** BEGIN PROVIDED INFORMATION **
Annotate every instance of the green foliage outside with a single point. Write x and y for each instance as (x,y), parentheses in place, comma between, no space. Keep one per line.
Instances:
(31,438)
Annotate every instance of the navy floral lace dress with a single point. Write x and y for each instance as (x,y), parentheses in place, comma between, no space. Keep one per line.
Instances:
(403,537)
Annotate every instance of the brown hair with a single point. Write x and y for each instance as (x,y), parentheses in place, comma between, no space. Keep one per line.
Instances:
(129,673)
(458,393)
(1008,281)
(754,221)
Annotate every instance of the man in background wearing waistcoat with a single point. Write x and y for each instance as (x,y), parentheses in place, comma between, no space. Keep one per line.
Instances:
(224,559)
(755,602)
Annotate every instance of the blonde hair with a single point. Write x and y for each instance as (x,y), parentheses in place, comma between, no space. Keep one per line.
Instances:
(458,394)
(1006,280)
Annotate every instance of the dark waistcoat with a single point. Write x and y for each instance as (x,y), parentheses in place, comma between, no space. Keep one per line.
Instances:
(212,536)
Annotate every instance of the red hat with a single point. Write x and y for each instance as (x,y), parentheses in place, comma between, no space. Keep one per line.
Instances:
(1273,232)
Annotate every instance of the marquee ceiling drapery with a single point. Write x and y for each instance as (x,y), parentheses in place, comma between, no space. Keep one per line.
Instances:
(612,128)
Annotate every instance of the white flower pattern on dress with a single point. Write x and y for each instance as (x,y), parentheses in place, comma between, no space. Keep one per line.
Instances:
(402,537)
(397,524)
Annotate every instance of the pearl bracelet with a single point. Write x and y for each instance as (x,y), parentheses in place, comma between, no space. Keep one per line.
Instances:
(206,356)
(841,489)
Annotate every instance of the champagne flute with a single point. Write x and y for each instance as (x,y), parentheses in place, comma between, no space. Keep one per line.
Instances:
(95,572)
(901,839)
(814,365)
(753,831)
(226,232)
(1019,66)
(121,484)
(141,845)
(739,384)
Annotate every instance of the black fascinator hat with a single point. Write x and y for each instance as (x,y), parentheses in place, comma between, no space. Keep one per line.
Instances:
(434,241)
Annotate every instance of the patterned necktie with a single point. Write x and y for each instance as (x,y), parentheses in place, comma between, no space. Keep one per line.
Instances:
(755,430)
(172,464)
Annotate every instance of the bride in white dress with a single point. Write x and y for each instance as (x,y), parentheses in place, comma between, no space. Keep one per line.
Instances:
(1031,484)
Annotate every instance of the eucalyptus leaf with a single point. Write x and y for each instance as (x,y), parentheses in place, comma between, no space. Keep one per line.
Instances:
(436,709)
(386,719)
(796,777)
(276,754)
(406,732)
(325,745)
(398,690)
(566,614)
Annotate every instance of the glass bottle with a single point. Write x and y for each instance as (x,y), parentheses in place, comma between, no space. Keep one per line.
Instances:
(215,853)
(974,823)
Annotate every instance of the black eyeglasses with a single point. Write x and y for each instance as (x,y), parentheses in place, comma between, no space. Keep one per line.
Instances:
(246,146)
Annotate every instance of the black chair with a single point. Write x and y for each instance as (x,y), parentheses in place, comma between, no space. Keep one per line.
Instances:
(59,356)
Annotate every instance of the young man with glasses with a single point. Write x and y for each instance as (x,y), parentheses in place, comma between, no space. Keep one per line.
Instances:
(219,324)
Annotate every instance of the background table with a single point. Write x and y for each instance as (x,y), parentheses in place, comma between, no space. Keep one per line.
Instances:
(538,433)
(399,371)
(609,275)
** END PROVIDED INFORMATION **
TASK PROMPT | Take the material above and return all of it exactly.

RESPONSE |
Annotate every instance of the green foliage outside with a single point. Write x and y for each instance as (x,y), parentheses in place, comma between, no space. Keep one per line.
Instances:
(31,438)
Annotate every instance of the navy floral lace dress with a single point. Write x and y for each instance as (x,y), parentheses in place, comma between, no space. Keep one per line.
Instances:
(403,537)
Annotate every instance of the brown hair with a single point. Write x and y for each instance as (x,y), parentheses in place, comma between, no space. Keep one per line.
Instances:
(129,673)
(458,393)
(1008,281)
(754,221)
Annotate every instance of the man in background wearing waistcoat with a single point. Write x and y for each instance as (x,y), parentheses in place, comma between, no space. Keep one per line.
Instances:
(224,559)
(755,602)
Annotate every instance of the blonde hair with a single point. Write x and y for each instance as (x,y), parentheses in place, comma between, no space. Keep one per line.
Instances:
(458,394)
(1006,280)
Annotate every instance of the dark waistcoat with a single point. Write x and y for each instance as (x,y), parentheses in place, comma between, no space. Keep one per line.
Instances:
(212,536)
Annotate every instance of the red hat with a single point. Write x and y for each instance as (x,y), parentheses in place, comma between, no space. Keep one per line.
Instances:
(1273,232)
Annotate every instance of the marquee ceiling drapery with a single point. Write x and y for each instance as (x,y), parentheses in place, comma between, no space. Keep one per line.
Instances:
(612,128)
Annotate every instance of the white flower pattern on dress with a single point. Write x and y for each instance as (x,y), parentheses in place, comma between, no space. Keep one per line.
Instances:
(402,537)
(397,524)
Annotate every instance of the pearl bracelet with a single point. Write x and y for each instance as (x,y), parentheses in place, comma between, no space. Keep one per line.
Instances:
(206,356)
(841,489)
Annotate every instance of the champagne flute with a single point. Write x and y for each instance as (x,y), parentheses in place, comma between, no space. Keep one per line.
Instances:
(95,572)
(901,839)
(814,365)
(753,831)
(226,232)
(1019,66)
(121,484)
(141,845)
(739,384)
Annotate every instance of the black fascinator hat with a single point. Write x and y for each instance as (x,y), parentheses in place, comma between, no space. Keep one per line.
Instances:
(434,241)
Annotate every instance of the patterned necktie with a single point. Write x and y for each instance as (x,y), parentheses in place, comma between, no space. Keep one per line.
Instances:
(755,430)
(172,464)
Annotate every instance of the bride in white dress with a single point. Write x and y for each instance as (x,y), parentheses in place, comma between, no space. Keep one per line.
Instances:
(1031,484)
Annotate every instance of the eucalyptus leaf with a single point. Write x and y for each instance as (x,y), parentheses in place, comma between, no space. Keep one per line.
Instances:
(436,709)
(386,719)
(796,777)
(276,754)
(406,732)
(325,745)
(398,690)
(566,614)
Annotate every instance of the glass bottle with a single point. Write x and y for each instance as (x,y), parentheses in place, comma between, no space. Keep one per line.
Instances:
(215,853)
(974,823)
Annotate every instance of the black eyeglasses with a single point. Write x and y for each instance as (x,y), parentheses in place, comma between, no space. Keep one per line.
Instances:
(246,146)
Annotate every instance of the black chair with a single point. Write x and y for each instance as (x,y), parentheses in place, comma between, no space. Keep one per line.
Instances:
(59,356)
Annotate every instance of the young man with glasses with a single point. Write x and y for each instance as (x,y), parentheses in place, comma between, no space. Keep one per line.
Instances:
(219,324)
Annotate every instance of the background table with a single point. Write x and y for each instance as (x,y), parentheses in place, comma between, no space. Keep one per line.
Instances:
(538,433)
(399,371)
(609,275)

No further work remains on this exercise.